> **Page**:
↓
We must note that this is not the only sequence of messages that will correctly perform the stated task. Although it is obvious and direct, this is just one of many sequences that will accomplish the task.
The first two lines here make the names UrRobot and East available here, as they are both defined in the module karel.robota. The third line introduces the main task block and it is the same in every program. The fourth line creates a robot we will refer to as karel, and the remaining indented lines following that are the task for karel. Indentation level is very significant in the Robot Programming Language.
A set of messages to one or more robots is called a task. A task, if correctly written, can be executed by the Python system. The first instruction in the main task block constructs the robot, associates the name karel with it, and delivers it, ready to run, from the factory to 2nd Street and 2nd Avenue, facing east with no beepers in its beeper-bag. This instruction is not, technically speaking, a message since it is not addressed to any robot. This statement can be thought of as a delivery specification. It instructs the helicopter pilot how to set up the robot when it is delivered. The delivery specification also names the specific type or class of robot that we want delivered. Here we want an UrRobot .
The remaining lines of the main task block instruct karel how to carry out the task. These messages are sent to karel by the helicopter pilot, as described next.
Before a program can be executed in a world, the program is read at the factory to make sure it has no errors. We will discuss errors later; for now, we will assume that our program is correct. But the check at the factory is very cursory. It will check for colons in the right place, for example, but not for names misspelled.
↑
> **Records**:
↓
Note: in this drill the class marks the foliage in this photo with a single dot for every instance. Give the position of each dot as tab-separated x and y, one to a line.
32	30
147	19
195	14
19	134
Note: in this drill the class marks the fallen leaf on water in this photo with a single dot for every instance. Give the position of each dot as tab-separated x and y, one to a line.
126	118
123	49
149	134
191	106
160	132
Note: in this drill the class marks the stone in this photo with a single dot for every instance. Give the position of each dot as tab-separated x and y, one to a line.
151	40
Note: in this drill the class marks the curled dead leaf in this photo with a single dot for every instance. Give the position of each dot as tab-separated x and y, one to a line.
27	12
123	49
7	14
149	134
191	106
↑
↓
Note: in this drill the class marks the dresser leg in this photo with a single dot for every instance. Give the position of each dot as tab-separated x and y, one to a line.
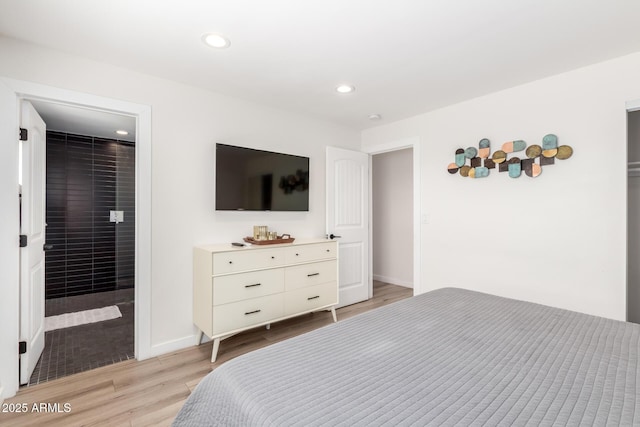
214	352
↑
> **Problem details**: Set down, word for word, the part of the robot programming text that begins with the words containing "A set of messages" and ends with "an UrRobot .".

> **Finished exercise**:
A set of messages to one or more robots is called a task. A task, if correctly written, can be executed by the Python system. The first instruction in the main task block constructs the robot, associates the name karel with it, and delivers it, ready to run, from the factory to 2nd Street and 2nd Avenue, facing east with no beepers in its beeper-bag. This instruction is not, technically speaking, a message since it is not addressed to any robot. This statement can be thought of as a delivery specification. It instructs the helicopter pilot how to set up the robot when it is delivered. The delivery specification also names the specific type or class of robot that we want delivered. Here we want an UrRobot .